======== Excerpted records ========

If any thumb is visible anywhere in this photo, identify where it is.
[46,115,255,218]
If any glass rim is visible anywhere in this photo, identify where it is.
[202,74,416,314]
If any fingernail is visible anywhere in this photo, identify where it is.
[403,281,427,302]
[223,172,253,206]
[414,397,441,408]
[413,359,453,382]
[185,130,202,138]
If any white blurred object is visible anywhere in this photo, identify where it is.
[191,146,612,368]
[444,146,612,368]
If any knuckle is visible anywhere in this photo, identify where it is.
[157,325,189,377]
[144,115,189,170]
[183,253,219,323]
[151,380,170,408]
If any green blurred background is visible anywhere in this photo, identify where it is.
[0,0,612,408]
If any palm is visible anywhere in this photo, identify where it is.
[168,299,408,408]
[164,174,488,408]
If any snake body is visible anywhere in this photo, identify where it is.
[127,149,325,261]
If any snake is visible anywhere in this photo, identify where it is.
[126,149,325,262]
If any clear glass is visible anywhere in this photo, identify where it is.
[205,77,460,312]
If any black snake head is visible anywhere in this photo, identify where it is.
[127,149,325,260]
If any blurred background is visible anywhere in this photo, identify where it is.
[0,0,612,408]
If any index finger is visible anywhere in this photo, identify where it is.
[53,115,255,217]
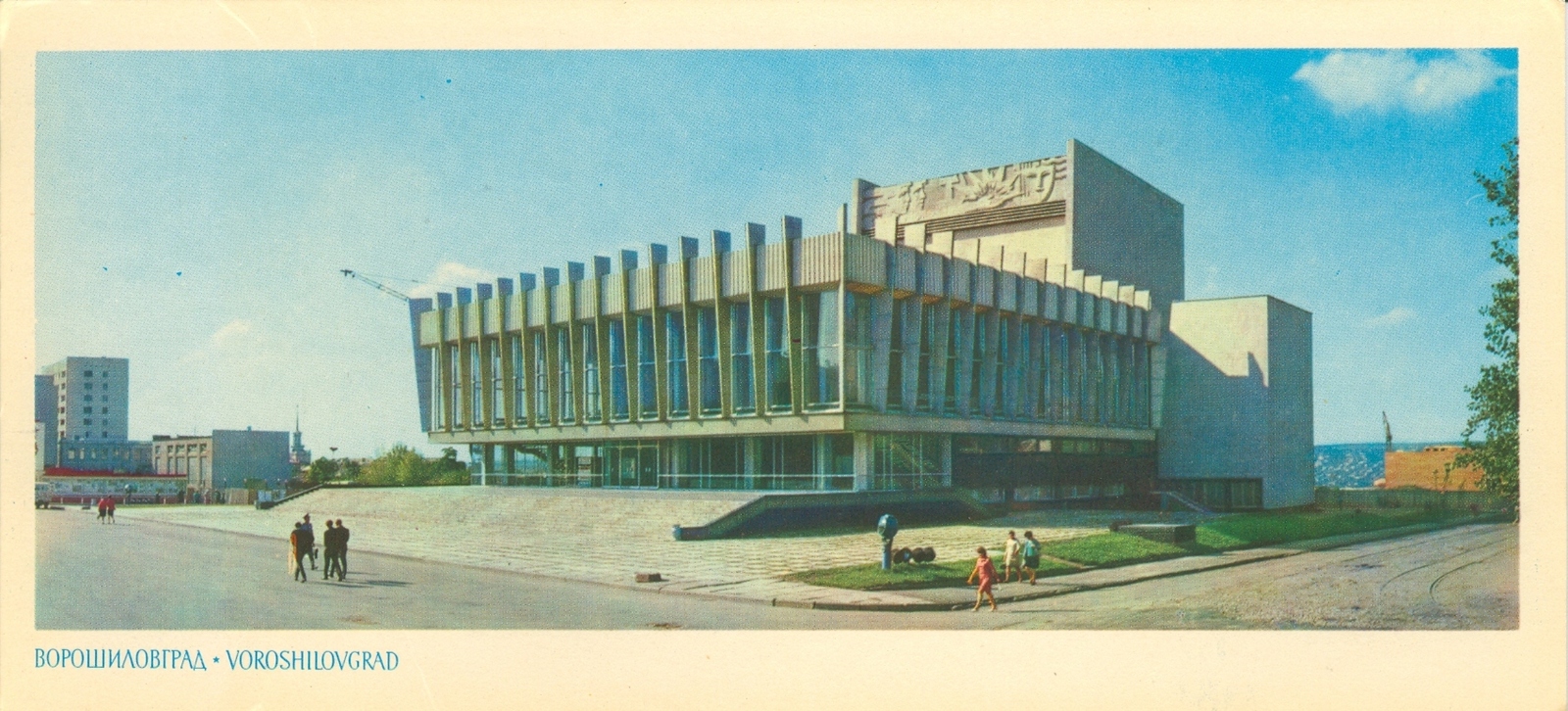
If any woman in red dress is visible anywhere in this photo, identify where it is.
[967,545,996,612]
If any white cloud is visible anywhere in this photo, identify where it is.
[207,318,256,348]
[1361,306,1416,327]
[408,261,497,299]
[1294,50,1515,115]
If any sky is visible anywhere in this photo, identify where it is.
[36,50,1518,455]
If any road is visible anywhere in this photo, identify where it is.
[36,509,1519,630]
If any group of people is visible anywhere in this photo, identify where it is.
[967,531,1040,611]
[288,514,348,583]
[99,497,116,523]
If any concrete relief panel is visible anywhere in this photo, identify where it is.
[860,155,1068,224]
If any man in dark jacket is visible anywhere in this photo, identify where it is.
[337,518,348,580]
[321,518,339,580]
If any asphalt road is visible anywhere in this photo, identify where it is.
[34,509,1519,630]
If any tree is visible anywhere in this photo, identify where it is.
[304,457,342,486]
[1453,138,1519,504]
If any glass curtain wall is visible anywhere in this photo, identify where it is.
[609,319,632,423]
[637,313,659,420]
[664,311,692,416]
[844,291,871,405]
[802,291,839,410]
[578,321,604,423]
[763,296,794,412]
[696,307,721,416]
[729,304,758,415]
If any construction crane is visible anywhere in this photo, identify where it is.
[337,269,434,432]
[337,269,411,304]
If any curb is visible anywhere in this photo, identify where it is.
[774,517,1500,612]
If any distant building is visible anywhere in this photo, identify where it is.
[1375,445,1482,492]
[410,141,1312,509]
[152,429,293,492]
[33,356,130,467]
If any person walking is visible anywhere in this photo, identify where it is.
[337,518,348,581]
[321,518,337,580]
[1002,531,1024,583]
[1017,531,1040,584]
[288,522,309,583]
[964,545,996,612]
[304,514,316,570]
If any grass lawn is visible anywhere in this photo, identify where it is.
[784,557,1077,591]
[786,509,1495,591]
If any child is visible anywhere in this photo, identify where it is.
[966,545,996,612]
[1019,531,1040,584]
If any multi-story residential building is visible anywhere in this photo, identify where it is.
[411,141,1312,507]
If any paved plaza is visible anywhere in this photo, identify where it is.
[36,509,1519,630]
[121,487,1185,604]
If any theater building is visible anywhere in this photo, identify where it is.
[411,141,1312,509]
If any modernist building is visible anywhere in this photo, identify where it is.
[152,429,295,492]
[411,141,1312,507]
[33,356,130,467]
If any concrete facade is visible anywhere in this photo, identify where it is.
[1160,296,1314,507]
[152,429,293,492]
[33,356,130,468]
[411,141,1311,507]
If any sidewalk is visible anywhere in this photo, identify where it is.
[110,487,1480,612]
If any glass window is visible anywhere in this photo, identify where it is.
[507,334,528,426]
[802,291,839,408]
[533,329,551,426]
[664,311,692,416]
[468,342,484,428]
[696,307,719,415]
[429,346,447,429]
[844,291,873,405]
[578,321,604,423]
[637,313,659,418]
[969,313,991,415]
[763,296,792,412]
[610,321,632,421]
[486,338,507,424]
[555,326,577,423]
[888,299,909,408]
[729,304,758,415]
[943,308,969,413]
[447,343,468,428]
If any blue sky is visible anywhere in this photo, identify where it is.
[36,50,1518,455]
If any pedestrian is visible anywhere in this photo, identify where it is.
[337,518,348,581]
[321,518,337,580]
[1017,531,1040,584]
[304,514,316,570]
[288,522,309,583]
[964,545,996,612]
[1002,531,1024,583]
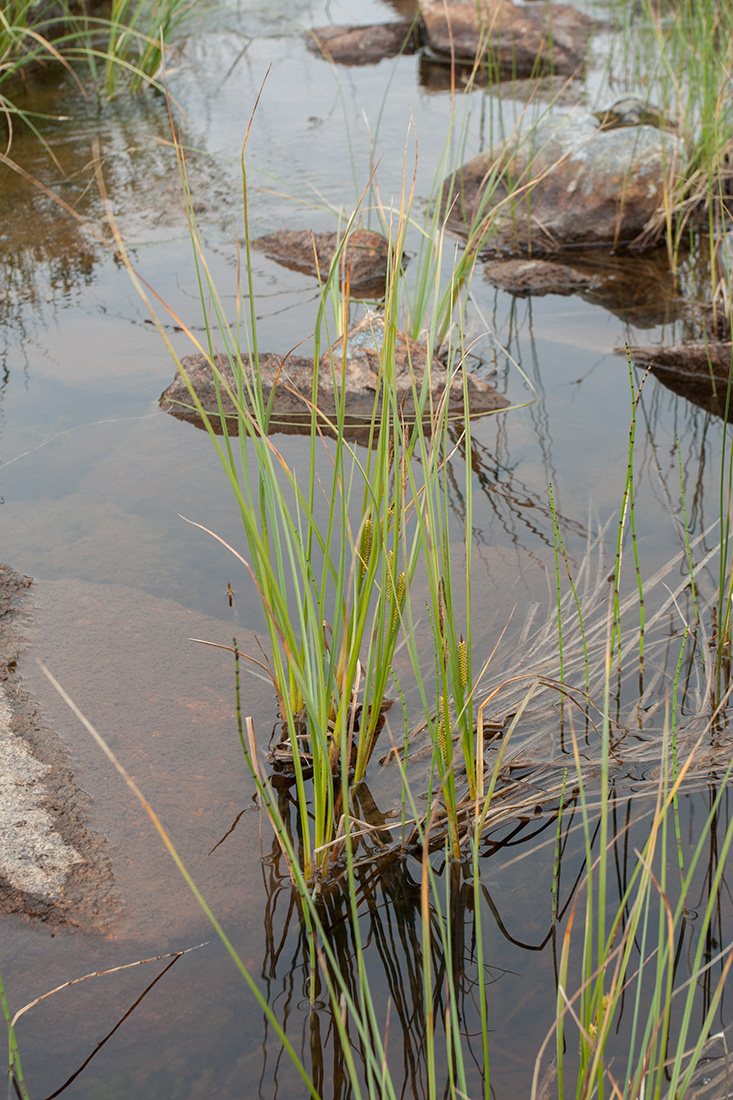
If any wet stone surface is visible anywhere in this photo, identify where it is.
[308,19,420,65]
[419,0,592,76]
[0,564,118,932]
[160,312,508,441]
[484,260,598,297]
[252,229,390,297]
[616,341,733,421]
[442,116,682,253]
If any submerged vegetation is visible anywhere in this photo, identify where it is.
[0,0,733,1100]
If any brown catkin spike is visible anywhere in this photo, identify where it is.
[458,635,468,691]
[391,570,405,633]
[435,695,449,767]
[359,516,374,581]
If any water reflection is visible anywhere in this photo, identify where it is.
[246,784,731,1100]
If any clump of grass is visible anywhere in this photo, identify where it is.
[0,0,192,155]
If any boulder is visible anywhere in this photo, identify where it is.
[308,19,419,65]
[160,312,508,439]
[419,0,592,76]
[483,249,677,329]
[593,96,671,130]
[252,229,390,295]
[441,114,683,253]
[616,341,733,420]
[483,259,598,298]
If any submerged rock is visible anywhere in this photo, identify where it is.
[593,96,669,130]
[308,19,419,65]
[419,0,592,76]
[160,312,508,439]
[616,341,733,420]
[483,260,598,298]
[441,114,682,252]
[0,563,119,932]
[252,229,390,295]
[484,249,687,329]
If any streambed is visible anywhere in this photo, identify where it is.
[0,0,730,1100]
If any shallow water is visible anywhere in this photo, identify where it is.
[0,0,730,1100]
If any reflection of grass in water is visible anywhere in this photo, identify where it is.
[7,15,731,1100]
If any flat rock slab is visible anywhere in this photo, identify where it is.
[616,341,733,420]
[483,249,687,329]
[160,312,510,439]
[0,564,118,931]
[308,19,419,65]
[483,260,598,298]
[419,0,592,76]
[441,114,682,253]
[252,229,390,297]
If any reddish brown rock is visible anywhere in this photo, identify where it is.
[616,341,733,420]
[252,229,390,295]
[419,0,592,76]
[308,19,419,65]
[161,312,508,439]
[484,260,598,297]
[441,116,683,252]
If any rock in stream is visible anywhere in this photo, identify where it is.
[160,312,510,440]
[0,564,119,931]
[442,113,683,253]
[419,0,592,76]
[252,229,390,297]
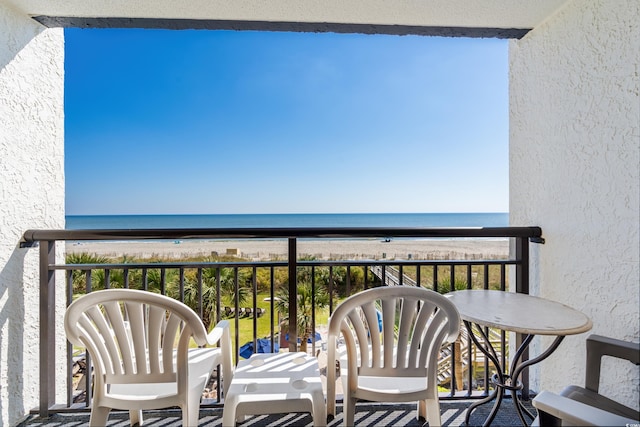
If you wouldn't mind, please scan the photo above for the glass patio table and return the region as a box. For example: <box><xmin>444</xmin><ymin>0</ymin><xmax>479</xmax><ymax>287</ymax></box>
<box><xmin>446</xmin><ymin>290</ymin><xmax>592</xmax><ymax>426</ymax></box>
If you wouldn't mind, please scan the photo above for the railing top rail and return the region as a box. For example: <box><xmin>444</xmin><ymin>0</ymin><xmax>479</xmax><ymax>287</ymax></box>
<box><xmin>23</xmin><ymin>227</ymin><xmax>542</xmax><ymax>244</ymax></box>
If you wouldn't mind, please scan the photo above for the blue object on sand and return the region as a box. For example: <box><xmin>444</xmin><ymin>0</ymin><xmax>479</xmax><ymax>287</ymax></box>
<box><xmin>240</xmin><ymin>338</ymin><xmax>280</xmax><ymax>359</ymax></box>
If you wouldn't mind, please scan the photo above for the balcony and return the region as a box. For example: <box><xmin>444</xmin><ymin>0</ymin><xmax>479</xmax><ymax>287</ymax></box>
<box><xmin>23</xmin><ymin>227</ymin><xmax>542</xmax><ymax>425</ymax></box>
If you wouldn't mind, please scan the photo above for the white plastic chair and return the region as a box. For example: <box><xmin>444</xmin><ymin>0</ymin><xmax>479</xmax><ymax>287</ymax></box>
<box><xmin>64</xmin><ymin>289</ymin><xmax>233</xmax><ymax>426</ymax></box>
<box><xmin>532</xmin><ymin>335</ymin><xmax>640</xmax><ymax>426</ymax></box>
<box><xmin>327</xmin><ymin>286</ymin><xmax>460</xmax><ymax>427</ymax></box>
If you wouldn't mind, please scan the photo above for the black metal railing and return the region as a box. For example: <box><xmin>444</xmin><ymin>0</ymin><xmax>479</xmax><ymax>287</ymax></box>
<box><xmin>23</xmin><ymin>227</ymin><xmax>543</xmax><ymax>417</ymax></box>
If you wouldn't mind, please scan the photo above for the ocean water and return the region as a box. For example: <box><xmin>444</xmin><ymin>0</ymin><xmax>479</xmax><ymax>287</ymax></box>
<box><xmin>65</xmin><ymin>212</ymin><xmax>509</xmax><ymax>230</ymax></box>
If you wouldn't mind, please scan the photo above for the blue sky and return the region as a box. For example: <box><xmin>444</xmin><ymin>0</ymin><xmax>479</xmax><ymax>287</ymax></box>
<box><xmin>65</xmin><ymin>29</ymin><xmax>508</xmax><ymax>215</ymax></box>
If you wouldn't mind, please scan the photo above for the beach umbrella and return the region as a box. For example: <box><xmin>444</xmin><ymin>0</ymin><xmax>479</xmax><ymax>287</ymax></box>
<box><xmin>240</xmin><ymin>338</ymin><xmax>280</xmax><ymax>359</ymax></box>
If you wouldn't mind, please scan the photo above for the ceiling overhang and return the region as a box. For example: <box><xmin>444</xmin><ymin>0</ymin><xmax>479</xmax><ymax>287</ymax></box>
<box><xmin>5</xmin><ymin>0</ymin><xmax>567</xmax><ymax>38</ymax></box>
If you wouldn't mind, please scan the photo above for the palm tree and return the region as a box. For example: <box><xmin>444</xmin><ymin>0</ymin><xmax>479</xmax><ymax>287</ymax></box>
<box><xmin>274</xmin><ymin>282</ymin><xmax>329</xmax><ymax>352</ymax></box>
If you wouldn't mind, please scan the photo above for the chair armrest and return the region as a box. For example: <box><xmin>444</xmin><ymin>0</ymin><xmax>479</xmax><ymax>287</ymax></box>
<box><xmin>533</xmin><ymin>391</ymin><xmax>638</xmax><ymax>426</ymax></box>
<box><xmin>584</xmin><ymin>335</ymin><xmax>640</xmax><ymax>393</ymax></box>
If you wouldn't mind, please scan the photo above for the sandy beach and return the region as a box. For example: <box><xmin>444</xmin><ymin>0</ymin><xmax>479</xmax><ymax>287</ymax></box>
<box><xmin>66</xmin><ymin>239</ymin><xmax>509</xmax><ymax>260</ymax></box>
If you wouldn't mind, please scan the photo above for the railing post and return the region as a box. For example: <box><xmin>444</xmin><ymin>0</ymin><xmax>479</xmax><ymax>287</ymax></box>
<box><xmin>39</xmin><ymin>240</ymin><xmax>56</xmax><ymax>418</ymax></box>
<box><xmin>515</xmin><ymin>237</ymin><xmax>529</xmax><ymax>400</ymax></box>
<box><xmin>289</xmin><ymin>237</ymin><xmax>298</xmax><ymax>351</ymax></box>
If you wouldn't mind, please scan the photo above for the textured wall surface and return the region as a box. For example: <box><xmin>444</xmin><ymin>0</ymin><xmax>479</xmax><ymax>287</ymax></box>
<box><xmin>0</xmin><ymin>3</ymin><xmax>64</xmax><ymax>425</ymax></box>
<box><xmin>510</xmin><ymin>0</ymin><xmax>640</xmax><ymax>408</ymax></box>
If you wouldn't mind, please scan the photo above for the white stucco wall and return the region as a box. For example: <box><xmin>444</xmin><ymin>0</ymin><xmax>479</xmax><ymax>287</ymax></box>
<box><xmin>0</xmin><ymin>3</ymin><xmax>64</xmax><ymax>425</ymax></box>
<box><xmin>510</xmin><ymin>0</ymin><xmax>640</xmax><ymax>408</ymax></box>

========

= Aim of the exercise =
Can you reproduce, unchanged, the lines of the data above, beginning at the line that contains "for the textured" and continuing through the final line of the data?

= Exercise output =
If you wouldn't mind, please scan the photo above for the textured wall surface and return the region as a box. For example: <box><xmin>444</xmin><ymin>0</ymin><xmax>479</xmax><ymax>287</ymax></box>
<box><xmin>0</xmin><ymin>3</ymin><xmax>64</xmax><ymax>425</ymax></box>
<box><xmin>510</xmin><ymin>0</ymin><xmax>640</xmax><ymax>408</ymax></box>
If you wouldn't mind, please scan the photo above for the white stucco wall and return the region as a box. For example: <box><xmin>444</xmin><ymin>0</ymin><xmax>479</xmax><ymax>287</ymax></box>
<box><xmin>0</xmin><ymin>3</ymin><xmax>64</xmax><ymax>425</ymax></box>
<box><xmin>510</xmin><ymin>0</ymin><xmax>640</xmax><ymax>408</ymax></box>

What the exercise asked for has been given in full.